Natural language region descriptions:
########################################

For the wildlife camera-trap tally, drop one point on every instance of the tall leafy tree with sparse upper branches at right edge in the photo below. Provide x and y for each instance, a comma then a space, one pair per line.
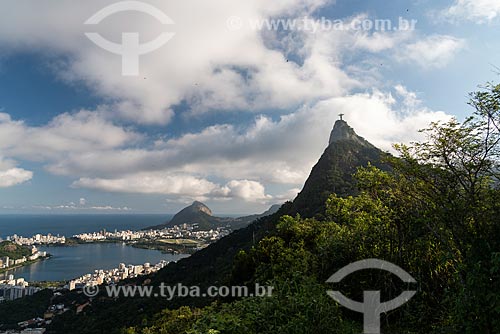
456, 173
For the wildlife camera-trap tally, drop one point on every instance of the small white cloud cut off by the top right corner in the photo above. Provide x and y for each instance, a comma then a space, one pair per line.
479, 11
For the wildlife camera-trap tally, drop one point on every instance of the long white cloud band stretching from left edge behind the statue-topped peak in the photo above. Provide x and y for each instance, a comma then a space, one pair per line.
249, 158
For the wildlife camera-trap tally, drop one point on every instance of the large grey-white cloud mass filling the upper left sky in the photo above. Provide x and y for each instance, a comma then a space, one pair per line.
206, 63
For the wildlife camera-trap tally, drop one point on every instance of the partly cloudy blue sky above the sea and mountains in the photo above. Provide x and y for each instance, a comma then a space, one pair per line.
231, 102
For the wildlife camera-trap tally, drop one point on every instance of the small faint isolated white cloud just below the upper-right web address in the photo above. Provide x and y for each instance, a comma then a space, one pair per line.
435, 51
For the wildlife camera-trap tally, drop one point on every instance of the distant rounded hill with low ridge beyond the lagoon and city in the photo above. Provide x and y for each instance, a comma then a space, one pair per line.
199, 213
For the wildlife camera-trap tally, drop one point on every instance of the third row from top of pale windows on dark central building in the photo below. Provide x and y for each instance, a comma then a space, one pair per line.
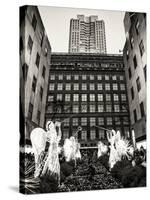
86, 97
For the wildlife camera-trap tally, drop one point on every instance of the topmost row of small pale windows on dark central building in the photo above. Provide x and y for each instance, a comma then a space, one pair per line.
85, 77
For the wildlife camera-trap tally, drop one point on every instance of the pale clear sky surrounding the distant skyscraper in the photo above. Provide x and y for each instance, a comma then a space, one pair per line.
57, 21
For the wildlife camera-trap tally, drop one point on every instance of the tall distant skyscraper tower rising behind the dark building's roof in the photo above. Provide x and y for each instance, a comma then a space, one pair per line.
87, 35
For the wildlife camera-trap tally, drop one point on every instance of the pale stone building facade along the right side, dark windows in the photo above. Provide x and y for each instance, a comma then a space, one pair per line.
134, 55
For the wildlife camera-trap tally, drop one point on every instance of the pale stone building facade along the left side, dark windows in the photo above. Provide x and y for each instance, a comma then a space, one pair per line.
35, 51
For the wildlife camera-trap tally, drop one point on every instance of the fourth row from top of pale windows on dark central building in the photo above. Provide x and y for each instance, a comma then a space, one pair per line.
92, 108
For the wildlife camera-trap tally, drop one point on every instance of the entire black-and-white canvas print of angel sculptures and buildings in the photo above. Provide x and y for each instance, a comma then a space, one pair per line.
83, 80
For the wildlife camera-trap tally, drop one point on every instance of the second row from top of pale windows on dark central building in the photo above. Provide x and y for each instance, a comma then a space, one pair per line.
85, 86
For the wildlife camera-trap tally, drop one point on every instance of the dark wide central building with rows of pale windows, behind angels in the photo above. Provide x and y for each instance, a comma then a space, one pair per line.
87, 91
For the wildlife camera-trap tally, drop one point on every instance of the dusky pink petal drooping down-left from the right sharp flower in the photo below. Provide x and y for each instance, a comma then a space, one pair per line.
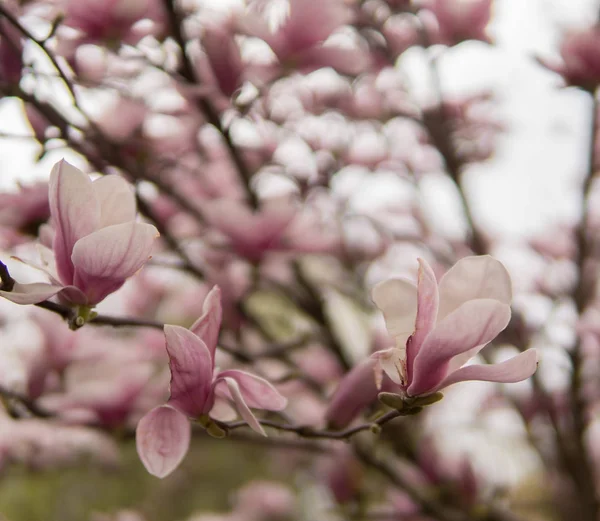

########################################

For each record above, write it out exactly and omit any picture.

= Task result =
For the wildlife camera-trap tally, drop one point on every instance of the tall leafy tree with sparse upper branches at right edge in the photo below. Provide x and y for each instance, a comma then a space, one pair per line.
456, 173
For the wildlife camera-trap tally, drop one point on every instance of the small white cloud cut off by the top right corner in the photo above. Provide x and y for each instance, a comma then a space, one pair per line.
479, 11
For the wildlife camera-trap tally, drop one point on every instance of the long white cloud band stretching from left edge behind the statue-topped peak in the photo above. Provide x and y for each instance, a comma then a space, one pair per line.
249, 158
For the wildlife camera-trap tally, drop one point on every instance of the large grey-white cloud mass filling the upper left sky in the photo above. Provide x and y for each instance, a comma then a space, one pair per line.
206, 63
For the wildlife camera-trap tally, drop one point on every instance of the partly cloudy blue sky above the sea and mountains in the photo above. Provide x and y for each instance, a comma then a space, one pair per line.
231, 102
For the wildlife camera-trap tally, drop one point on every instance of the small faint isolated white cloud just below the upper-right web address in the photo above. Provide x and y for each instance, a comma then a space, one pair per line.
435, 51
For the wildlife camera-trap tally, drop one point on every instance of the distant rounded hill with low ridge beyond the lagoon and city in the photo above. Provide x and y for each instance, a comma then a space, one pair per line.
199, 213
For the wildlife camera-trap tally, drop one point on every instance of the third row from top of pale windows on dark central building in the photo below. Provide x and y for each instance, a comma then a space, one pair per line.
86, 97
For the wildlife camera-trap tally, drop one point on every instance of the topmost row of small pale windows on dark central building in the photo above. Provide x and y for each instance, a comma then a space, one pair per line.
85, 77
For the wildlife camera-trap tally, drop one point on every instance of the pale clear sky surrounding the distant skyscraper in the photo above. Provide x and y for each instance, a comma then a space, one pair per line.
57, 21
For the wildlife camera-trap tally, drop one point on every instance of the tall distant skyscraper tower rising behind the dark building's roof in the photo above. Provide x and y for each instance, a comma then a space, one pair per line.
87, 35
For the wildlife camera-trap tally, drop one point on every instance of the pale stone building facade along the right side, dark windows in the photo above. Provide x and y for each instance, a comma then a space, one pair per line.
134, 55
For the wildlife camera-trap tally, drop one point on every instance of the pale stone building facade along the left side, dark windows in the photo above. Provide x and y for each instance, a comma then a space, one pair per line.
35, 51
For the wildlife camera-trap tally, drop one point on every instance of the fourth row from top of pale windows on dark central building in the photo above. Provide x and y for each instance, a comma then a space, one pair per line.
92, 108
For the wildlife camera-trap tally, drop one point on every instance of the entire black-and-white canvas print of angel sculptures and buildings in the photo above. Provide x and y for each instance, a comma then a space, one pair per line.
83, 80
For the wildlife camera-trap tally, drop one point on every instance of the second row from top of pale windows on dark central building in the photo above. Provide x and y for each instance, a comma then a space, one pair per line.
85, 86
For the wildlife camera-trap tally, drop one point on every instance of the dark wide central building with rows of pale windows, behind angels in the photo above. Provide x and y for each instance, a comma then a space, one pair per line.
87, 91
For the wildlife camera-trap tally, drop one point on every instance of the dusky pink petal drooping down-left from the right sharp flower in the photo below. Provide x and y for each instance, a comma then a space, one pair per line.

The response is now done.